TASK: Rewrite the lines below with "red uniform" swapped for "blue uniform", changing nothing else, and leave the picture out.

TASK DATA:

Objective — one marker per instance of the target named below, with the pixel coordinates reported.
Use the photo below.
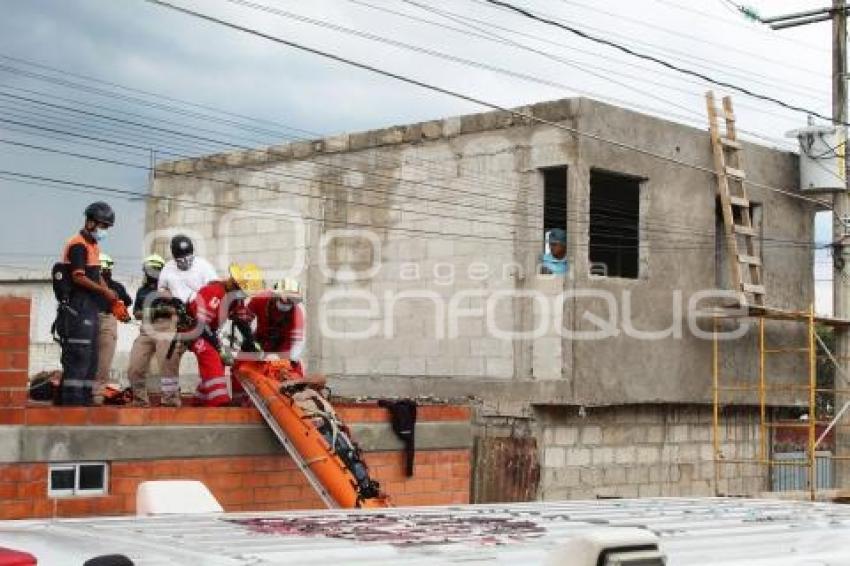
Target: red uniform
(209, 308)
(279, 331)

WRITTEN REPLY:
Objective — one marker per instance of the target named below, with the pixel coordinates reported.
Use the photo below.
Target: blue uniform
(209, 308)
(279, 331)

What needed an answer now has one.